** START **
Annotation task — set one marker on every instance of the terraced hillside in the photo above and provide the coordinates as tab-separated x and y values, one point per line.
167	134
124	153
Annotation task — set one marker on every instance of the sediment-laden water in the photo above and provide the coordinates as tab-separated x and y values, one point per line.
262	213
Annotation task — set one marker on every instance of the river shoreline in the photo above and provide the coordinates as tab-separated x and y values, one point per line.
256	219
** END **
** START **
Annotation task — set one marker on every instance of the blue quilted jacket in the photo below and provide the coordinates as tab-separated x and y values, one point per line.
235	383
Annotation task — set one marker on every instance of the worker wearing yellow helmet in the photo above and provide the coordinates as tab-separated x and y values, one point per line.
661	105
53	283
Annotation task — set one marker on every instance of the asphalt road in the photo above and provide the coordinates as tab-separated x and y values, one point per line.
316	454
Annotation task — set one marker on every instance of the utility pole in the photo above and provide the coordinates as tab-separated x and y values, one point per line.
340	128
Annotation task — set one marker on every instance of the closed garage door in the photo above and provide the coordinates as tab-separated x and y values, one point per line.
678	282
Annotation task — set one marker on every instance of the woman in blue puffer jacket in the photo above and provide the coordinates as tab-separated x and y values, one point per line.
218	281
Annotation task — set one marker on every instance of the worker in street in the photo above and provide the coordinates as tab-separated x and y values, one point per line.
** END **
> **WHAT THIS TASK INVOLVES**: Change "Annotation task" to "Labeling task" in the stretch of the data from the line containing "of the woman" through the line containing "the worker in". Give only those lines back, with nothing else altered.

> **FINISHED ANSWER**:
Labeling task — set one marker on every instance of the woman in blue puffer jacket in the photo above and provide the coordinates as tab-separated x and y values, one point per line.
218	281
Labeling task — set one marker on every instance of the worker in street in the photo above and provide the coordinates as tab-separated x and y values, one point per line.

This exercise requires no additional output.